**SET EXERCISE A:**
Answer these questions about the headphone forum thread:
(i) In the first post, where did moving the Aftershokz make the sound considerably better?
(ii) According to Chicane32, why did the wife's pair not suit her?
(iii) Which control does Chicane32 say these offer that the Bose lacks?
**SET EXERCISE B:**
Write the next part of the headphone forum thread, picking up after Chicane32's post.

Agree it's kind of amazing when you first put Aftershokx on, how you can clearly hear the sound even though very very little actual comes out of them. I found if I moved them more rearward so that they were sitting very close the the tragus, the sound considerably improved, but that wasn't were they would sit on their own or while riding.


----------



## Chicane32 (Jul 12, 2015)

I use these ones and they are every bit as good(sound wise)as my Bose are with the little cord that goes around your neck. These are way more compact then my Bose, lighter and I never need to adjust or worry about them falling out like my Bose wanted to. My wife bought them for her, but they didn't fit correctly in her ear, so snagged them since they fit my ears perfectly. They also allow you to go forward/back to the next track unlike Bose, which only has vol. up/down.

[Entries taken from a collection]
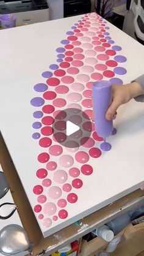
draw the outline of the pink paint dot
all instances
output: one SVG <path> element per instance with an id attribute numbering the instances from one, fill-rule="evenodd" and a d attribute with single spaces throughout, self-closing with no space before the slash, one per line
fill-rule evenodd
<path id="1" fill-rule="evenodd" d="M 60 210 L 59 211 L 59 216 L 60 219 L 66 219 L 68 217 L 68 212 L 65 210 Z"/>
<path id="2" fill-rule="evenodd" d="M 46 197 L 44 195 L 40 195 L 37 198 L 37 202 L 40 203 L 43 203 L 46 201 Z"/>
<path id="3" fill-rule="evenodd" d="M 103 72 L 103 75 L 106 78 L 113 78 L 115 76 L 115 73 L 111 70 L 106 70 Z"/>
<path id="4" fill-rule="evenodd" d="M 57 163 L 51 161 L 46 164 L 46 167 L 48 170 L 54 170 L 57 168 Z"/>
<path id="5" fill-rule="evenodd" d="M 65 183 L 63 185 L 62 189 L 65 192 L 70 192 L 71 190 L 71 186 L 70 184 Z"/>
<path id="6" fill-rule="evenodd" d="M 52 156 L 59 156 L 62 153 L 63 149 L 59 145 L 53 145 L 49 148 L 49 153 Z"/>
<path id="7" fill-rule="evenodd" d="M 55 107 L 62 108 L 66 105 L 67 102 L 63 98 L 56 98 L 53 100 L 52 104 Z"/>
<path id="8" fill-rule="evenodd" d="M 49 161 L 49 155 L 47 153 L 41 153 L 38 155 L 37 159 L 40 163 L 46 163 Z"/>
<path id="9" fill-rule="evenodd" d="M 57 202 L 57 205 L 59 207 L 64 208 L 67 205 L 67 201 L 65 199 L 59 199 Z"/>
<path id="10" fill-rule="evenodd" d="M 92 148 L 90 149 L 89 154 L 92 158 L 97 158 L 101 155 L 101 152 L 100 149 L 98 148 Z"/>
<path id="11" fill-rule="evenodd" d="M 45 169 L 38 169 L 36 172 L 36 175 L 39 178 L 44 178 L 48 175 L 48 172 Z"/>
<path id="12" fill-rule="evenodd" d="M 91 75 L 91 78 L 93 79 L 94 80 L 102 80 L 103 78 L 103 75 L 100 74 L 99 73 L 93 73 Z"/>
<path id="13" fill-rule="evenodd" d="M 69 155 L 63 155 L 59 158 L 59 164 L 63 167 L 70 167 L 74 163 L 73 158 Z"/>
<path id="14" fill-rule="evenodd" d="M 72 76 L 65 76 L 61 79 L 64 84 L 72 84 L 74 82 L 74 78 Z"/>
<path id="15" fill-rule="evenodd" d="M 48 215 L 53 215 L 57 210 L 56 205 L 54 203 L 47 203 L 44 205 L 43 212 Z"/>
<path id="16" fill-rule="evenodd" d="M 40 205 L 35 205 L 34 207 L 34 211 L 35 213 L 40 213 L 41 211 L 42 207 Z"/>
<path id="17" fill-rule="evenodd" d="M 51 219 L 49 219 L 48 218 L 47 218 L 46 219 L 45 219 L 43 221 L 43 227 L 45 227 L 46 228 L 51 227 L 51 224 L 52 224 L 52 221 L 51 221 Z"/>
<path id="18" fill-rule="evenodd" d="M 52 199 L 57 199 L 62 195 L 62 190 L 58 186 L 54 186 L 51 187 L 48 191 L 48 196 Z"/>
<path id="19" fill-rule="evenodd" d="M 85 152 L 84 151 L 79 151 L 76 153 L 75 158 L 77 162 L 81 164 L 84 164 L 85 163 L 88 162 L 89 160 L 89 156 L 87 153 Z"/>
<path id="20" fill-rule="evenodd" d="M 93 173 L 93 168 L 89 164 L 84 164 L 81 170 L 84 175 L 90 175 Z"/>
<path id="21" fill-rule="evenodd" d="M 36 185 L 33 188 L 33 192 L 36 195 L 40 195 L 43 192 L 43 187 L 40 185 Z"/>
<path id="22" fill-rule="evenodd" d="M 49 187 L 51 185 L 51 180 L 49 178 L 46 178 L 42 181 L 42 185 L 46 188 Z"/>
<path id="23" fill-rule="evenodd" d="M 56 78 L 50 78 L 46 80 L 46 84 L 49 86 L 57 86 L 59 83 L 59 79 Z"/>
<path id="24" fill-rule="evenodd" d="M 72 167 L 69 170 L 69 174 L 71 177 L 77 177 L 80 174 L 79 170 L 76 167 Z"/>
<path id="25" fill-rule="evenodd" d="M 67 196 L 67 200 L 71 203 L 76 203 L 77 199 L 77 196 L 74 193 L 70 193 Z"/>

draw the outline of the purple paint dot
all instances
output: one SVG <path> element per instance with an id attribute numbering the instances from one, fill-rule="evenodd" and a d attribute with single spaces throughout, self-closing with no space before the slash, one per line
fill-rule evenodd
<path id="1" fill-rule="evenodd" d="M 33 113 L 33 117 L 35 118 L 41 118 L 42 117 L 43 114 L 41 111 L 35 111 Z"/>
<path id="2" fill-rule="evenodd" d="M 42 73 L 41 76 L 44 78 L 49 78 L 52 76 L 52 73 L 50 72 L 49 71 L 45 71 L 45 72 Z"/>
<path id="3" fill-rule="evenodd" d="M 40 137 L 40 134 L 38 133 L 33 133 L 32 137 L 34 139 L 39 139 L 39 137 Z"/>
<path id="4" fill-rule="evenodd" d="M 121 68 L 121 67 L 117 67 L 113 70 L 115 74 L 117 75 L 124 75 L 126 73 L 126 70 L 124 68 Z"/>
<path id="5" fill-rule="evenodd" d="M 118 62 L 125 62 L 127 60 L 127 59 L 122 55 L 117 55 L 117 56 L 115 56 L 114 60 Z"/>
<path id="6" fill-rule="evenodd" d="M 65 49 L 63 47 L 59 47 L 59 48 L 56 49 L 56 51 L 57 53 L 64 53 L 65 51 Z"/>
<path id="7" fill-rule="evenodd" d="M 121 80 L 121 79 L 120 78 L 111 78 L 110 79 L 110 81 L 112 83 L 112 84 L 123 84 L 123 82 L 122 80 Z"/>
<path id="8" fill-rule="evenodd" d="M 112 46 L 112 49 L 114 49 L 115 51 L 121 51 L 121 47 L 119 46 L 118 45 L 114 45 Z"/>
<path id="9" fill-rule="evenodd" d="M 40 107 L 40 106 L 43 106 L 45 100 L 40 97 L 35 97 L 31 100 L 31 105 L 34 107 Z"/>
<path id="10" fill-rule="evenodd" d="M 51 64 L 49 67 L 52 70 L 56 70 L 56 69 L 59 68 L 59 66 L 57 64 Z"/>
<path id="11" fill-rule="evenodd" d="M 35 122 L 32 123 L 32 127 L 34 129 L 39 129 L 41 127 L 42 125 L 40 122 Z"/>
<path id="12" fill-rule="evenodd" d="M 34 87 L 34 89 L 36 92 L 45 92 L 48 89 L 48 86 L 46 84 L 40 83 L 35 84 Z"/>

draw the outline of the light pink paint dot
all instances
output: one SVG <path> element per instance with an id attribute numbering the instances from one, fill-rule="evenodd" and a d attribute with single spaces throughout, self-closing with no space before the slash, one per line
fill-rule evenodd
<path id="1" fill-rule="evenodd" d="M 40 195 L 37 198 L 37 202 L 40 203 L 43 203 L 46 201 L 46 197 L 44 195 Z"/>
<path id="2" fill-rule="evenodd" d="M 57 183 L 62 184 L 67 180 L 68 175 L 65 170 L 58 170 L 54 172 L 53 179 Z"/>
<path id="3" fill-rule="evenodd" d="M 62 195 L 62 190 L 57 186 L 51 187 L 48 191 L 48 196 L 52 199 L 57 199 Z"/>
<path id="4" fill-rule="evenodd" d="M 88 162 L 89 158 L 88 155 L 84 151 L 79 151 L 75 155 L 76 160 L 81 164 L 84 164 L 85 163 Z"/>
<path id="5" fill-rule="evenodd" d="M 49 178 L 46 178 L 43 180 L 42 185 L 44 187 L 49 187 L 51 185 L 51 180 Z"/>
<path id="6" fill-rule="evenodd" d="M 60 219 L 66 219 L 68 217 L 68 212 L 65 210 L 60 210 L 59 211 L 59 216 Z"/>
<path id="7" fill-rule="evenodd" d="M 45 228 L 48 228 L 51 227 L 52 225 L 52 220 L 49 219 L 49 218 L 47 218 L 46 219 L 44 219 L 43 221 L 43 225 Z"/>
<path id="8" fill-rule="evenodd" d="M 69 203 L 74 203 L 77 201 L 77 196 L 74 193 L 70 193 L 67 196 L 67 200 Z"/>
<path id="9" fill-rule="evenodd" d="M 48 170 L 54 170 L 57 168 L 57 163 L 51 161 L 46 164 L 46 167 Z"/>
<path id="10" fill-rule="evenodd" d="M 59 207 L 64 208 L 67 205 L 66 200 L 62 199 L 59 199 L 57 202 L 57 205 Z"/>
<path id="11" fill-rule="evenodd" d="M 68 168 L 73 166 L 74 159 L 73 158 L 69 155 L 63 155 L 59 158 L 59 161 L 61 166 Z"/>
<path id="12" fill-rule="evenodd" d="M 62 186 L 62 189 L 65 192 L 70 192 L 72 189 L 72 187 L 70 184 L 65 183 Z"/>
<path id="13" fill-rule="evenodd" d="M 62 152 L 62 147 L 59 145 L 53 145 L 49 148 L 49 153 L 52 156 L 59 156 Z"/>

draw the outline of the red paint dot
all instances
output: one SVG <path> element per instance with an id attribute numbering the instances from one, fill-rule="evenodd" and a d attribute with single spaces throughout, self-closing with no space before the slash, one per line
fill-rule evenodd
<path id="1" fill-rule="evenodd" d="M 67 196 L 67 200 L 71 203 L 76 203 L 77 200 L 77 196 L 74 193 L 70 193 Z"/>
<path id="2" fill-rule="evenodd" d="M 115 76 L 115 73 L 111 70 L 106 70 L 103 72 L 103 75 L 106 78 L 113 78 Z"/>
<path id="3" fill-rule="evenodd" d="M 40 185 L 36 185 L 33 188 L 33 192 L 36 195 L 40 195 L 43 191 L 43 189 L 42 186 Z"/>
<path id="4" fill-rule="evenodd" d="M 49 147 L 52 144 L 51 139 L 48 137 L 43 137 L 40 139 L 39 145 L 44 148 Z"/>
<path id="5" fill-rule="evenodd" d="M 62 69 L 57 69 L 54 71 L 54 74 L 56 76 L 63 76 L 65 75 L 65 71 Z"/>
<path id="6" fill-rule="evenodd" d="M 39 178 L 44 178 L 48 175 L 48 172 L 45 169 L 38 169 L 36 172 L 36 175 Z"/>
<path id="7" fill-rule="evenodd" d="M 51 126 L 45 126 L 41 129 L 41 133 L 45 136 L 49 136 L 54 133 L 54 129 Z"/>
<path id="8" fill-rule="evenodd" d="M 42 111 L 46 114 L 52 113 L 54 111 L 54 107 L 52 105 L 45 105 L 43 107 Z"/>
<path id="9" fill-rule="evenodd" d="M 89 154 L 92 158 L 97 158 L 101 155 L 101 152 L 100 149 L 98 148 L 92 148 L 90 149 Z"/>
<path id="10" fill-rule="evenodd" d="M 49 86 L 57 86 L 60 83 L 60 81 L 58 78 L 51 78 L 46 80 L 46 83 Z"/>
<path id="11" fill-rule="evenodd" d="M 93 173 L 93 168 L 89 164 L 84 164 L 81 170 L 84 175 L 90 175 Z"/>
<path id="12" fill-rule="evenodd" d="M 49 155 L 47 153 L 41 153 L 38 155 L 37 159 L 40 163 L 46 163 L 49 159 Z"/>

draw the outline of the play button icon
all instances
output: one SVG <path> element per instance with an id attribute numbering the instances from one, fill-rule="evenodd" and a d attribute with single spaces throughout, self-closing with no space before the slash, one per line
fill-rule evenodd
<path id="1" fill-rule="evenodd" d="M 85 146 L 94 131 L 94 124 L 90 117 L 77 108 L 57 111 L 54 114 L 52 124 L 53 139 L 67 148 Z"/>

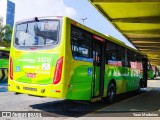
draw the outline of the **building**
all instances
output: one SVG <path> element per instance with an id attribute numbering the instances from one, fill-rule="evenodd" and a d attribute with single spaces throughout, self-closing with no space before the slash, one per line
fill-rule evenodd
<path id="1" fill-rule="evenodd" d="M 10 0 L 0 0 L 0 17 L 3 17 L 3 24 L 9 24 L 13 28 L 15 16 L 15 3 Z"/>

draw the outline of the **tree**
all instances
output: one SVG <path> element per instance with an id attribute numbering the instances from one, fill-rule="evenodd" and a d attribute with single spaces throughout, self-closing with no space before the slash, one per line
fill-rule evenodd
<path id="1" fill-rule="evenodd" d="M 3 19 L 0 17 L 0 46 L 10 47 L 12 29 L 9 25 L 3 25 Z"/>

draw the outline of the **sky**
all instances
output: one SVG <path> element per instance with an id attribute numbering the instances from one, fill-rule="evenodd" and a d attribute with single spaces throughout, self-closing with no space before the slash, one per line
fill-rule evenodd
<path id="1" fill-rule="evenodd" d="M 102 34 L 133 45 L 88 0 L 10 0 L 15 3 L 15 22 L 38 16 L 67 16 Z M 82 19 L 86 20 L 83 22 Z M 134 47 L 133 47 L 134 48 Z"/>

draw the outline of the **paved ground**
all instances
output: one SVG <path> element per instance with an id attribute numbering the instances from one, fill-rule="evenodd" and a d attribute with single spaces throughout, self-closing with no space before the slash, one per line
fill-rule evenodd
<path id="1" fill-rule="evenodd" d="M 73 102 L 24 94 L 15 95 L 8 92 L 7 84 L 0 84 L 0 111 L 40 111 L 44 116 L 62 117 L 62 119 L 68 119 L 68 117 L 86 117 L 88 119 L 88 116 L 94 118 L 98 116 L 100 119 L 102 116 L 112 116 L 114 119 L 113 116 L 131 117 L 134 116 L 133 113 L 137 112 L 149 112 L 150 114 L 153 112 L 160 115 L 159 101 L 159 78 L 149 80 L 148 88 L 142 89 L 139 94 L 130 93 L 118 96 L 117 101 L 113 104 Z"/>

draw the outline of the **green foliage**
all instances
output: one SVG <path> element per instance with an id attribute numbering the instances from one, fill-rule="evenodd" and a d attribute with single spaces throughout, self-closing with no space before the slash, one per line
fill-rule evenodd
<path id="1" fill-rule="evenodd" d="M 3 19 L 0 18 L 0 46 L 10 47 L 12 29 L 9 25 L 3 25 Z"/>

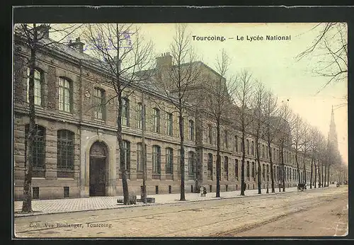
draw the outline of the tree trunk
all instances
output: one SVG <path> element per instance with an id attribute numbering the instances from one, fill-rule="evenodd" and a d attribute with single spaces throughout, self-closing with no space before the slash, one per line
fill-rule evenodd
<path id="1" fill-rule="evenodd" d="M 273 155 L 272 155 L 272 148 L 270 148 L 270 137 L 268 137 L 268 149 L 269 152 L 269 160 L 270 162 L 270 180 L 271 180 L 271 185 L 272 185 L 272 193 L 274 193 L 275 192 L 275 186 L 274 186 L 274 173 L 273 173 Z"/>
<path id="2" fill-rule="evenodd" d="M 257 154 L 257 181 L 258 181 L 258 194 L 262 194 L 262 186 L 261 186 L 261 160 L 259 157 L 259 147 L 258 147 L 258 138 L 256 138 L 256 152 Z"/>
<path id="3" fill-rule="evenodd" d="M 127 171 L 125 162 L 124 161 L 124 147 L 123 140 L 122 137 L 122 91 L 118 91 L 118 118 L 117 120 L 117 139 L 118 140 L 119 152 L 120 152 L 120 173 L 122 175 L 122 185 L 123 187 L 123 196 L 124 196 L 124 204 L 129 205 L 129 190 L 128 190 L 128 183 L 127 181 Z"/>
<path id="4" fill-rule="evenodd" d="M 142 92 L 142 199 L 147 203 L 147 159 L 145 159 L 145 104 L 144 103 L 144 93 Z"/>
<path id="5" fill-rule="evenodd" d="M 246 183 L 244 183 L 244 161 L 246 159 L 246 151 L 244 147 L 245 140 L 245 132 L 242 130 L 242 138 L 241 139 L 242 142 L 242 160 L 241 161 L 241 195 L 244 195 L 244 190 L 246 187 Z"/>
<path id="6" fill-rule="evenodd" d="M 216 198 L 220 197 L 221 156 L 220 156 L 220 120 L 217 119 L 217 193 Z"/>
<path id="7" fill-rule="evenodd" d="M 184 190 L 184 122 L 183 117 L 182 108 L 180 106 L 179 108 L 179 116 L 178 116 L 178 123 L 179 123 L 179 133 L 181 136 L 180 146 L 181 146 L 181 198 L 180 201 L 185 200 L 185 195 Z"/>
<path id="8" fill-rule="evenodd" d="M 35 28 L 35 24 L 34 29 Z M 37 31 L 34 30 L 34 41 L 36 42 Z M 25 180 L 23 182 L 23 203 L 22 203 L 22 212 L 32 212 L 32 169 L 33 166 L 33 144 L 35 132 L 35 48 L 30 50 L 30 77 L 28 86 L 28 102 L 29 102 L 29 114 L 30 125 L 28 128 L 28 134 L 25 149 Z"/>
<path id="9" fill-rule="evenodd" d="M 314 188 L 316 189 L 316 181 L 317 179 L 317 164 L 316 164 L 316 159 L 314 159 Z"/>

**EXPECTED OUTPUT A:**
(i) More rearward, sitting very close to the tragus.
(ii) They didn't fit correctly in her ear.
(iii) Going forward/back to the next track, since the Bose only has volume up/down.

**EXPECTED OUTPUT B:**
https://www.amazon.com/Soundcore-Wa...Jng&hsa_cr_id=5188860040101&ref_=sb_s_sparkle


----------



## kpicha (Dec 20, 2003)

I have Klipsch wired and neckband earbuds. I've used the T5 Sports for running and they were fine. I haven't tried them on the trails, though. Looks like their sale just ended b/c I got them for $45. https://www.klipsch.com/products/t5-sport-earphones


----------



## eb1888 (Jan 27, 2012)

Blon BL-03 are $29 from Linsoul.
https://www.linsoul.com/products/blon-bl-03
Their sound is better than some priced over $1k. You need to set them up right to get that sound.




Tripwin Zonie 2.5 balanced 2-pin cable. $16. The supplied cable is poor.
https://www.linsoul.com/products/tripowin-zonie
Fiio BTR5 amp Bluetooth LDAC 




https://www.amazon.com/FiiO-BTR5-384K-Bluetooth5-0-Headphone-Unbalanced/dp/B07ZK3M6XK
Azla Sedna Earfit Light silicone eartips make the fit and seal very good.
https://www.amazon.com/AZLA-SednaEarfitLight-Pairs-Size-ML/dp/B083XS7P6Y?ref_=ast_bbp_dp

Put this all together and you can use Amazon Music free if you have an Amazon membership. Setup playlists.


----------



## AndySP (Mar 29, 2019)

Awesome thanks guys


----------



## terrasmak (Jun 14, 2011)

Aftershok, I like being able to heard what is going on around me.


----------



## evildos (Aug 17, 2015)

Hello !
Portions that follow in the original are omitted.